## WHAT IS NEEDED
Reproduce exactly the line with "Can you see the dark" and all the lines beneath it, stopping only at the end of the material.

· · ·

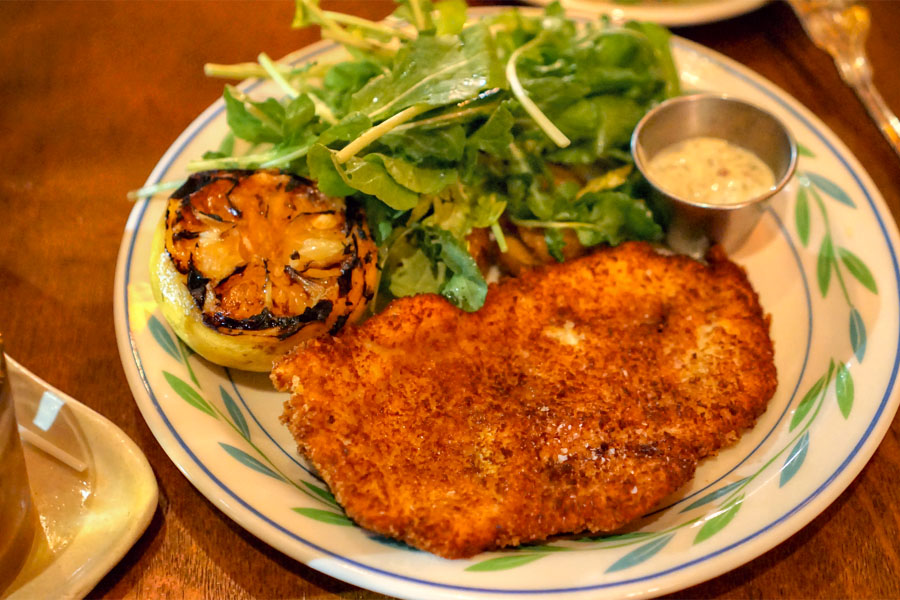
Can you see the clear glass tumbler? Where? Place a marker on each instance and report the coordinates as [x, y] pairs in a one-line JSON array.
[[17, 518]]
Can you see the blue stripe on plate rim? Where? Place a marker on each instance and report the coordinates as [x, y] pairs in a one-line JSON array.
[[728, 65]]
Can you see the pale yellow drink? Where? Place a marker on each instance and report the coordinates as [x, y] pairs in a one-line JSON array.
[[17, 520]]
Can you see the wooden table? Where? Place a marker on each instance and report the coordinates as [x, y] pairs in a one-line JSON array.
[[92, 94]]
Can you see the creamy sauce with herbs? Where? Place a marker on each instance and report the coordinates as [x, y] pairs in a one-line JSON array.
[[711, 171]]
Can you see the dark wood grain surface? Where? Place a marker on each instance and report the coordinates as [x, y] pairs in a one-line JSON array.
[[93, 93]]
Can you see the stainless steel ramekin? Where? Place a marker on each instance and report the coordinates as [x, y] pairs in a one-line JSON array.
[[719, 116]]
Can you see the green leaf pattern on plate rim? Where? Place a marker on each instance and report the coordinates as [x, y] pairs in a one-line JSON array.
[[833, 261]]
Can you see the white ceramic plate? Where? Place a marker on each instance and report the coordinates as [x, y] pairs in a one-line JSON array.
[[835, 326], [89, 518], [666, 12]]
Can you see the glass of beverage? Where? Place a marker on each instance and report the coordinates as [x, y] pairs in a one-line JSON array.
[[17, 518]]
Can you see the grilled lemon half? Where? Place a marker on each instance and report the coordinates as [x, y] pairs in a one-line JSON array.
[[246, 264]]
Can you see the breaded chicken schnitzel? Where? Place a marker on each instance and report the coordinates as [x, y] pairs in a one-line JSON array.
[[578, 397]]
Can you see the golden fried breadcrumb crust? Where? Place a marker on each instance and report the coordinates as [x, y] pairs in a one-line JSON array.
[[578, 397]]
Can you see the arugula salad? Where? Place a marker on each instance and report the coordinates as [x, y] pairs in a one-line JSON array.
[[439, 126]]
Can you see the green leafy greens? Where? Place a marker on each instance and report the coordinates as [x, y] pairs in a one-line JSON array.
[[439, 126]]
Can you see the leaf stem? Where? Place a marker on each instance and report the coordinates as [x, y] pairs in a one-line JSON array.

· · ·

## YOUR RESPONSE
Can you see the dark wood grain surface? Where? Place a marker on each instance and report the coordinates as [x, y] pairs in a one-line JSON array.
[[93, 93]]
Can you see the stainless steel ramekin? Where? Place a marker on each instance and report the coordinates as [x, y] pairs in a one-line JSON array.
[[719, 116]]
Can you see the green leaf pattern on plate rim? Where? Place a marker on each instance and report the coordinates as [x, y] pairs in a one-line JSON array.
[[833, 261]]
Can you see the white ceramic plate? Where? Place a marker on each instance and report the coordinates as [x, y] pairs in a one-line JSON array.
[[835, 326], [89, 518], [666, 12]]
Can you see the glass of beverage? Where? Place a marker on each instance and report the coordinates as [x, y] pairs in a one-line JSON array.
[[17, 518]]
Can you see the grilled lemon half? Where? Place a marker on each instance and report the coordinates as [x, y] pairs in a one-line JSON array.
[[246, 264]]
Can you see the breaded chicken schnitzel? Where? Place a marker on each instance and report the coordinates as [x, y] pairs in a one-line JSON array.
[[578, 397]]
Can you see the golden fried breadcrumb crust? Where? Place a marker on each instance and report the coordinates as [x, y] pairs in a one-line JSON array.
[[578, 397]]
Can you see the arugula salad? Where? Place a marker on each instance and report the coordinates as [x, y] pairs in a one-line JSON array.
[[439, 126]]
Can you see the green leafy greens? Where? Place a marker on each instance and report the coordinates as [x, y] pairs in a one-line JSON array.
[[439, 126]]
Can you see the leaf stem? Where? Place a marker on each instance and report the coordinates as [x, y] pairs in a one-line JSON array.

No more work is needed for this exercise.